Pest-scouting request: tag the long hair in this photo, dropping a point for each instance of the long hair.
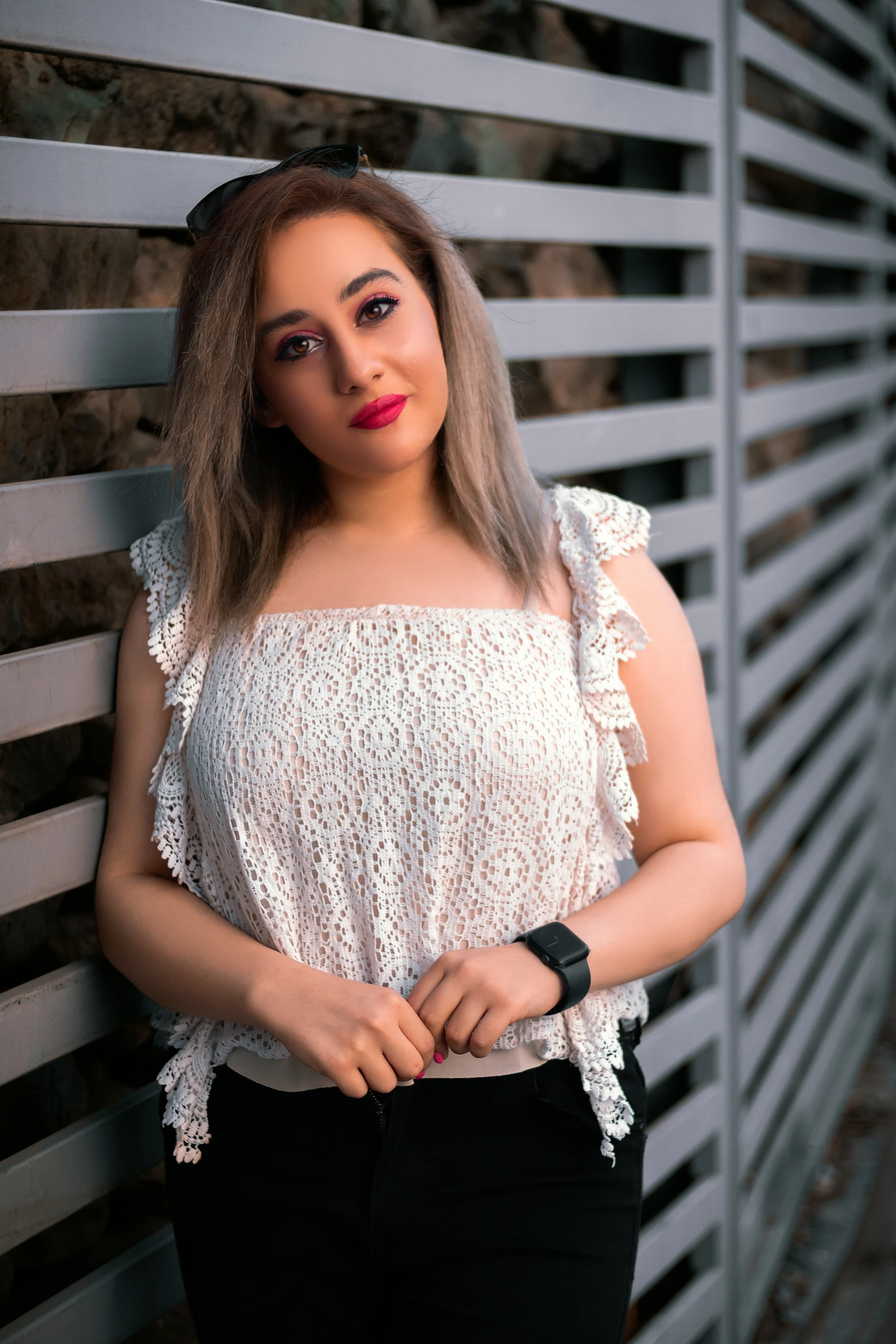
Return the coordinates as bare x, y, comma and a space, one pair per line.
250, 492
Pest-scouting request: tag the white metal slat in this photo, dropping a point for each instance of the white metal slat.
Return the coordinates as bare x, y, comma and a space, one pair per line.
766, 49
54, 1178
244, 43
766, 321
539, 328
770, 758
810, 1118
55, 685
783, 233
791, 651
847, 22
764, 1022
621, 437
774, 495
804, 400
688, 527
110, 1304
763, 940
785, 575
65, 350
50, 853
687, 1318
59, 1012
759, 1113
800, 801
55, 182
680, 1035
690, 19
676, 1231
771, 141
682, 1132
67, 516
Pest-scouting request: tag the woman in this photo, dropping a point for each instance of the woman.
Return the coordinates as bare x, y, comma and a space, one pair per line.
382, 695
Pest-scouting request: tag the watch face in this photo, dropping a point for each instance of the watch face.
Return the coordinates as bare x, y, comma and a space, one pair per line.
559, 944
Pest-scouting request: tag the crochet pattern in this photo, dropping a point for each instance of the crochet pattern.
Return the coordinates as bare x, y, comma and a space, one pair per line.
364, 789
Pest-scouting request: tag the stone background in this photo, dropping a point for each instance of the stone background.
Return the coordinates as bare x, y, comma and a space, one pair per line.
49, 267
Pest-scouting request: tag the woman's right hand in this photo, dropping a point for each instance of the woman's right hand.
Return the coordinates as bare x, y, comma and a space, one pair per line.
359, 1035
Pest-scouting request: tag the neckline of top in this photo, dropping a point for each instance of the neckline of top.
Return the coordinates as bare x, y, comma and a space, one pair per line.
406, 611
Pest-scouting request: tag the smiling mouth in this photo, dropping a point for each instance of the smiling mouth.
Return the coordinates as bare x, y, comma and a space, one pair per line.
379, 413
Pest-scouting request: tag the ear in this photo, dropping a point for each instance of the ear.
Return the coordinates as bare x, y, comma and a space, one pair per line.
264, 412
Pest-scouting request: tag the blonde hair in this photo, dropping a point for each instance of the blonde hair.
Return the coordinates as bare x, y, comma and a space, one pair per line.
248, 491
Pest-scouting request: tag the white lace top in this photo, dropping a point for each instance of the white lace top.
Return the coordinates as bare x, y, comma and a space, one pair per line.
367, 788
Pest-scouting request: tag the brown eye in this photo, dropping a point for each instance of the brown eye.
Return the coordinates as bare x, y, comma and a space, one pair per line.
375, 309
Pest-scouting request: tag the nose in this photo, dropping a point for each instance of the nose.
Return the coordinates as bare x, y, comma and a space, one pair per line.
● ● ● ●
Please copy the rows above, starting with the one that contains "Pest-scouting request: tag the brown" and going on through the last row, and swap "brown eye" for "left eye" wherever it occurs, changing nothing else.

» Worked solution:
Pest-scouting request: tag the left eye in this photo, dropping a point for each instance of the left eye.
Return the coordinates as bare x, y, comma and a space, one pair per line.
375, 309
Pest-scouting request: tag the nose in this photo, dropping a point for each instance of the nose.
Return the coordinates as bare x, y, comma and a space, one pair per line.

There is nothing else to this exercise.